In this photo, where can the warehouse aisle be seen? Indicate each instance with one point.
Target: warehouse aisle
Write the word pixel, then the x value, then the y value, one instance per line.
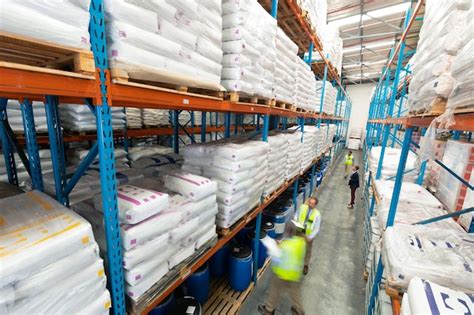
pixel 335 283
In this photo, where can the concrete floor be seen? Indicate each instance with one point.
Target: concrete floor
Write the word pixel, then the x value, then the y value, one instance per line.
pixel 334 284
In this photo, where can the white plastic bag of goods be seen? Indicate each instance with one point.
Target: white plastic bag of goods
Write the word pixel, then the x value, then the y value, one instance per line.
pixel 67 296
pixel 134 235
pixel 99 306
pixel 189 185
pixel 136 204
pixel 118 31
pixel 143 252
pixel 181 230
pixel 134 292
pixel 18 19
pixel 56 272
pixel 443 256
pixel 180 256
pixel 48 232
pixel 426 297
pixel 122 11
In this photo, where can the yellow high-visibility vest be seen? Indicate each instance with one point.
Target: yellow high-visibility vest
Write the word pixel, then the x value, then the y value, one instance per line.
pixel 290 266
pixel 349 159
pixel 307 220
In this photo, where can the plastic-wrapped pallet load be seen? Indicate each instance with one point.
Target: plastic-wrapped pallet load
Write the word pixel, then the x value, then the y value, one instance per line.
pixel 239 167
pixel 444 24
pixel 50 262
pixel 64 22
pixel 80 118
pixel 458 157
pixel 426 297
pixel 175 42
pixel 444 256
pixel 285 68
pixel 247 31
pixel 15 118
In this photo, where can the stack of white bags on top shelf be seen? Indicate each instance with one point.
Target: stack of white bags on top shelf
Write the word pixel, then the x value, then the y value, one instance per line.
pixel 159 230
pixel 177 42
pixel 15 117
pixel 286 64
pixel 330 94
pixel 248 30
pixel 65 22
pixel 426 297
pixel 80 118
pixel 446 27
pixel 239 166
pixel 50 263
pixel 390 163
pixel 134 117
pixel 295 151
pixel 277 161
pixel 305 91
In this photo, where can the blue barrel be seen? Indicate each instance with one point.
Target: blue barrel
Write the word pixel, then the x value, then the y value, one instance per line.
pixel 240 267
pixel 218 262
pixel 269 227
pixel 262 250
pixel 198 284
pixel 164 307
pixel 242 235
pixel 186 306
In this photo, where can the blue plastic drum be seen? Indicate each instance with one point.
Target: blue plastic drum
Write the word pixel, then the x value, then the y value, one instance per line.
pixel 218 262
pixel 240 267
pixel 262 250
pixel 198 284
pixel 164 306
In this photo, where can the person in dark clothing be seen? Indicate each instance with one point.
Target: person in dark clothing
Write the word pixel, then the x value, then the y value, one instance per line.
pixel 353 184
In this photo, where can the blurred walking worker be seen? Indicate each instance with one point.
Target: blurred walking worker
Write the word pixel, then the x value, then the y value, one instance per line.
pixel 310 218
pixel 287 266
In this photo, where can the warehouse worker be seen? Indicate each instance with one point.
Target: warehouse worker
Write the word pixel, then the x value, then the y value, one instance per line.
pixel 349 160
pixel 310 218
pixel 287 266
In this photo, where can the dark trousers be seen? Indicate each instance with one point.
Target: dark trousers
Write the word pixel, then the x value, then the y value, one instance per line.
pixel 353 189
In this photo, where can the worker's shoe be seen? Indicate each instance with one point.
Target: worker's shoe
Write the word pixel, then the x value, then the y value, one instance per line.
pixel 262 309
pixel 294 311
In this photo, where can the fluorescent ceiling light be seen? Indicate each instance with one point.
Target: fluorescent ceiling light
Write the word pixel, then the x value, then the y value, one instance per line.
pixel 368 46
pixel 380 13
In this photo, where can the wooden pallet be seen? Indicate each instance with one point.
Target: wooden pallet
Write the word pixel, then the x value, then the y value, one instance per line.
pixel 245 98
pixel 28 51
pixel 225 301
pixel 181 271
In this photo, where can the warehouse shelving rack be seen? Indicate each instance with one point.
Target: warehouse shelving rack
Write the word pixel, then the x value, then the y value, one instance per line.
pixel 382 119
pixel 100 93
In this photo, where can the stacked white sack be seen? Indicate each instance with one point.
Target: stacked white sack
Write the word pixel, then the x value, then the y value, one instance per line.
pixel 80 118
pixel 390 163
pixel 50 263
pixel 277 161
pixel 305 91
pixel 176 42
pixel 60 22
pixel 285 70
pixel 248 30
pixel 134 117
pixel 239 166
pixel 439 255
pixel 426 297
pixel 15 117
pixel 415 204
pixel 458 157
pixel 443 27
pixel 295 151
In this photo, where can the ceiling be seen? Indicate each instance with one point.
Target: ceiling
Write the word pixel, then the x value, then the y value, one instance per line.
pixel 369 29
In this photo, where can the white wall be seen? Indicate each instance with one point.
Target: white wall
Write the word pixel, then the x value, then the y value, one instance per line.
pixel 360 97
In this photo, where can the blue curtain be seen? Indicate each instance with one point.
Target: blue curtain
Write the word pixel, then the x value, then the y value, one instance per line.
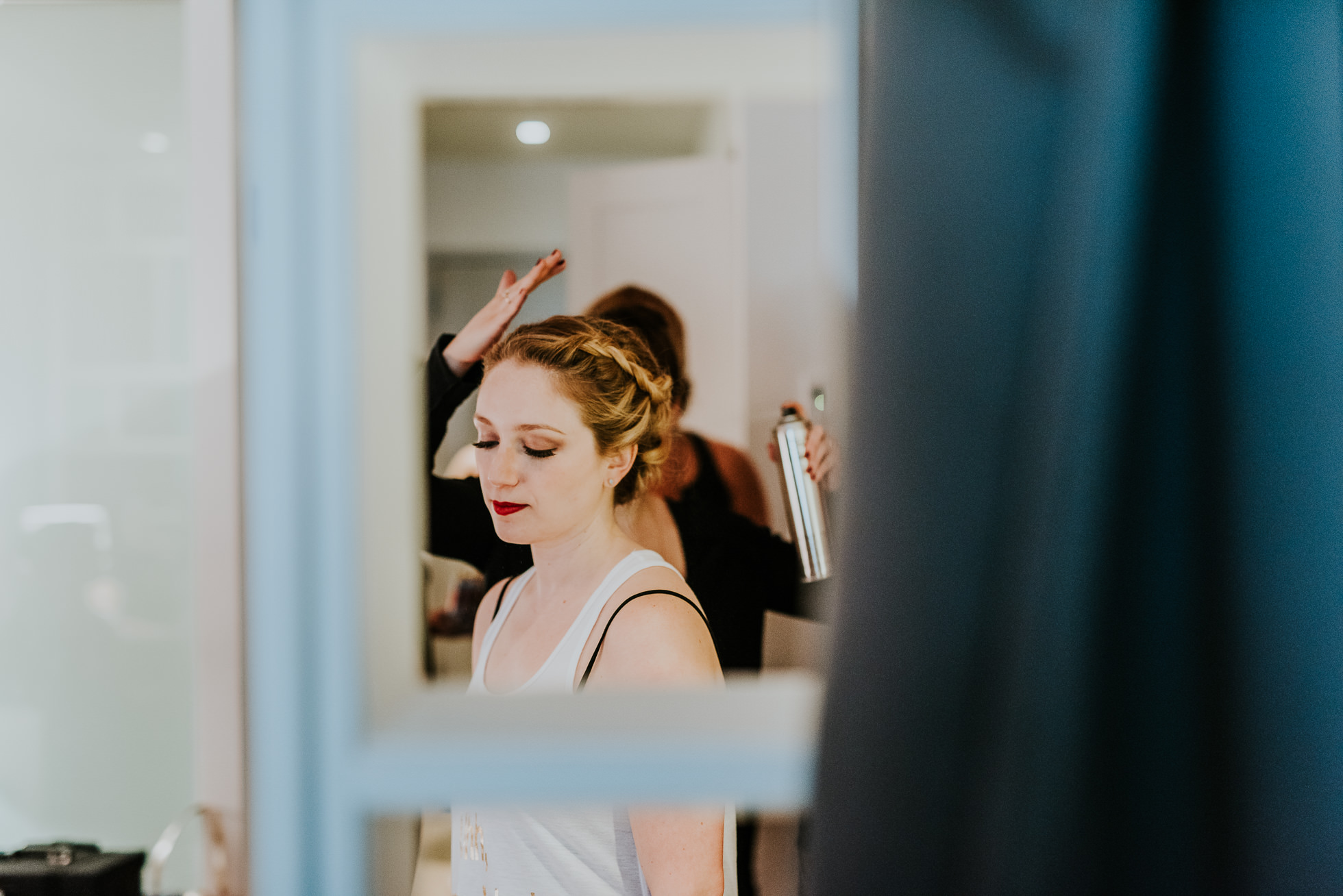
__________________________________________________
What needs to be done: Write out all of the material above as a numbered list with one line per item. Skip any blank lines and leave the pictures out.

Correct response:
1. In this photo, where can the warehouse aisle be seen? Indicate each instance with one point.
2. Target: warehouse aisle
3. Write the word pixel, then the x value, then the y value, one instance per line.
4. pixel 335 283
5. In this photo, where can the concrete floor be seen? Indicate each instance with one point.
6. Target: concrete floor
7. Write the word pixel, then the x value, then the y value, one instance per line.
8. pixel 334 284
9. In this photo, where can the white plastic bag of goods be seen? Indicate each instance with one point.
10. Target: white plastic bag of goods
11. Write the word pixel, then the x value, then the y value, one instance per line.
12. pixel 67 296
13. pixel 134 235
14. pixel 99 306
15. pixel 189 185
16. pixel 136 204
17. pixel 118 31
18. pixel 143 252
19. pixel 181 230
20. pixel 134 292
21. pixel 18 19
22. pixel 56 272
23. pixel 443 256
24. pixel 180 256
25. pixel 48 232
26. pixel 426 297
27. pixel 122 11
28. In this photo, where can the yellow high-visibility vest be seen? Indicate each instance with one point.
29. Target: yellow high-visibility vest
30. Write the word pixel, then the x value, then the y value, one instance per line.
31. pixel 290 266
32. pixel 349 159
33. pixel 307 220
34. In this photo, where can the plastic-wrapped pallet load be seen? Indicate each instance with one point.
35. Target: plastic-wrapped pallet load
36. Write the word pixel, then the x value, then the y value, one instance per line.
37. pixel 239 167
38. pixel 444 24
39. pixel 50 262
40. pixel 64 22
41. pixel 80 118
42. pixel 458 157
43. pixel 426 297
44. pixel 175 42
45. pixel 444 256
46. pixel 285 68
47. pixel 247 31
48. pixel 15 118
49. In this photo, where can the stack of white bags on top shelf be seen? Indicate each instance with one point.
50. Target: stack of white bags on top shelf
51. Write the word pixel, then the x value, then the y value, one instance per line.
52. pixel 159 230
53. pixel 177 42
54. pixel 15 117
55. pixel 286 64
56. pixel 330 94
57. pixel 248 30
58. pixel 65 22
59. pixel 426 297
60. pixel 80 118
61. pixel 446 27
62. pixel 239 166
63. pixel 50 263
64. pixel 390 163
65. pixel 134 117
66. pixel 295 151
67. pixel 277 161
68. pixel 305 91
69. In this photo, where can the blue barrel be seen? Indicate each instance with one point.
70. Target: blue barrel
71. Write the word pixel, then the x value, then the y value, one instance per line.
72. pixel 240 267
73. pixel 218 262
74. pixel 269 227
75. pixel 262 250
76. pixel 198 284
77. pixel 164 307
78. pixel 242 235
79. pixel 186 306
80. In this photo, where can the blue plastic drum be seen? Indicate each instance with one point.
81. Target: blue plastic drum
82. Write the word pixel, then the x value, then the y value, one instance per line.
83. pixel 218 262
84. pixel 240 267
85. pixel 262 250
86. pixel 198 284
87. pixel 164 306
88. In this photo, where can the person in dark clothing be seen? Indicate each instance with one point.
89. Target: person in dark clothing
90. Write the word pixel, then the x value, then the y value, one instance per line.
91. pixel 353 184
92. In this photo, where can the blurred walking worker be seen? Indicate each instance with one point.
93. Target: blurred walking worker
94. Write the word pixel, then the x value, then the y value, one instance per line.
95. pixel 310 218
96. pixel 287 266
97. In this photo, where can the warehouse worker be seen? Indicate each instance with one point.
98. Target: warehouse worker
99. Write the word pixel, then the x value, then the y value, one instance per line.
100. pixel 349 160
101. pixel 310 218
102. pixel 287 266
103. In this photo, where can the dark trousers be seen? Indicate each instance with one point.
104. Target: dark trousers
105. Write the word pixel, then the x value, then the y value, one instance per line.
106. pixel 353 189
107. In this photo, where can the worker's shoe be seen? Indicate each instance with one point.
108. Target: worker's shoe
109. Write the word pixel, then the x value, then the y value, one instance per line.
110. pixel 262 309
111. pixel 294 311
112. In this photo, where can the fluorescent ceiling light be seen? Indicate each instance with one point.
113. Target: fluorescent ceiling light
114. Write the word pixel, then the x value, then the y value, one instance per line.
115. pixel 368 46
116. pixel 380 13
117. In this photo, where can the wooden pallet be seen? Indicate each instance with one point.
118. Target: wooden pallet
119. Write the word pixel, then the x value, then the y value, one instance per line.
120. pixel 245 98
121. pixel 28 51
122. pixel 225 301
123. pixel 181 271
124. In this photo, where can the warehouse shelving rack be seen? Indicate each instance with one point.
125. Target: warehouse shelving rack
126. Write the word pixel, then the x value, then the y value, one instance per line.
127. pixel 382 119
128. pixel 100 93
129. In this photo, where can the stacked white sack be seen? Indicate each instance with one point.
130. Target: stacked white sack
131. Write the word pixel, then the x value, then the y value, one instance per line.
132. pixel 80 118
133. pixel 390 163
134. pixel 50 263
135. pixel 277 161
136. pixel 305 91
137. pixel 176 42
138. pixel 60 22
139. pixel 285 70
140. pixel 248 30
141. pixel 134 117
142. pixel 239 166
143. pixel 439 255
144. pixel 426 297
145. pixel 15 117
146. pixel 415 204
147. pixel 458 157
148. pixel 443 27
149. pixel 295 151
150. In this photo, where can the ceiling be seen? Indicate each instance with one point.
151. Target: ceiling
152. Write the word pixel, then the x value, then the y value, one instance per line.
153. pixel 369 29
154. In this photo, where can the white wall be seen? Indicate each instance with one point.
155. Target: white wall
156. Write the word pixel, then the x value, then the y value, one instance per line.
157. pixel 360 97
158. In this photo, where can the blue curtain be seen? Indicate each instance with one point.
159. Target: blue curtain
160. Write the word pixel, then the x value, then the y value, one instance per line.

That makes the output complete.